Top of Provided data
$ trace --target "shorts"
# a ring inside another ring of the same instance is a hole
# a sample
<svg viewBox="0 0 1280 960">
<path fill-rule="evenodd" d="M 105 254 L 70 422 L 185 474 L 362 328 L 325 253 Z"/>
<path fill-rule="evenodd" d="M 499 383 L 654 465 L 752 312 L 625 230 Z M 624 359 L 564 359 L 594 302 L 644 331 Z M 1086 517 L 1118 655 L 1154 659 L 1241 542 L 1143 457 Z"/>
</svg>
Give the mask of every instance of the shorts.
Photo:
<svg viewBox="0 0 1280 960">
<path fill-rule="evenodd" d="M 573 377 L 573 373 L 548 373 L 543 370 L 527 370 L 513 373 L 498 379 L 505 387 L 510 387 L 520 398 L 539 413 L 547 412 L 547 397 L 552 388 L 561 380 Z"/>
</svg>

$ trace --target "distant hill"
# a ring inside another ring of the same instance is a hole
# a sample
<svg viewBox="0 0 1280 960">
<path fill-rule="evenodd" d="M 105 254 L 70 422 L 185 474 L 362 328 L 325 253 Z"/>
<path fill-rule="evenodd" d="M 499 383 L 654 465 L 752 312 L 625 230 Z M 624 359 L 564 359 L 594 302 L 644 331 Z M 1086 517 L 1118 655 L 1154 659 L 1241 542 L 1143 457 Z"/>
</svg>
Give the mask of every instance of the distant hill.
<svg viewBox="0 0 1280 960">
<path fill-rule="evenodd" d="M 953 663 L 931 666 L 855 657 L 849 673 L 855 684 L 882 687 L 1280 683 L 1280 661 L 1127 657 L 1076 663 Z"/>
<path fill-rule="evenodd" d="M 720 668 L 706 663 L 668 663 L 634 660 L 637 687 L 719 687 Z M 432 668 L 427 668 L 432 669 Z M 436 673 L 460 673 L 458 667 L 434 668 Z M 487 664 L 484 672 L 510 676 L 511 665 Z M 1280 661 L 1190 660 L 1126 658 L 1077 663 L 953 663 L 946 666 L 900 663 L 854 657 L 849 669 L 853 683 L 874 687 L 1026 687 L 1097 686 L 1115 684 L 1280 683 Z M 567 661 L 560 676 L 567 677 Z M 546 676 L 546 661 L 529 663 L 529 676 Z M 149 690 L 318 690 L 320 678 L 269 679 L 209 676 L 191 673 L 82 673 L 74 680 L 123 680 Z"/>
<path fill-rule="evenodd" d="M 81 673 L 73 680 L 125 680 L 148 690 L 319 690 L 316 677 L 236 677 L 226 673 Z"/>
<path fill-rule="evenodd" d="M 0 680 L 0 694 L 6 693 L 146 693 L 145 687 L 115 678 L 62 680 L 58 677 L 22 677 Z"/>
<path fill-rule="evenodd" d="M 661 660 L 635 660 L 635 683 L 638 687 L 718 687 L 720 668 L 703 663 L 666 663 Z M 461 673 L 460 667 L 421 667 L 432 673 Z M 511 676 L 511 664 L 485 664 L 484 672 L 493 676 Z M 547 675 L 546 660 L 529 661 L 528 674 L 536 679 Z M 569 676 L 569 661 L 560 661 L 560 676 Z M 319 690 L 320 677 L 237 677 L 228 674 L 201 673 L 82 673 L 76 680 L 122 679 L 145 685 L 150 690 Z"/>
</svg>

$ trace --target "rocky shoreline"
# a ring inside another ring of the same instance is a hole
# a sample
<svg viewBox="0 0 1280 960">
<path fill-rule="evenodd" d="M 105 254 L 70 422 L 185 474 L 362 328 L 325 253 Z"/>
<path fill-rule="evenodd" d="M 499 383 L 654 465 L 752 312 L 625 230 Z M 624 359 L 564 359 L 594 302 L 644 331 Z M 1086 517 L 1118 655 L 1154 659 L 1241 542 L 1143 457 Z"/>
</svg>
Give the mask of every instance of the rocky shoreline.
Bottom of Provided data
> Try it
Look through the data and gather every line with the string "rocky" in it.

> Solution for this task
$ trace --target "rocky shoreline"
Give the mask of every instance of the rocky shoreline.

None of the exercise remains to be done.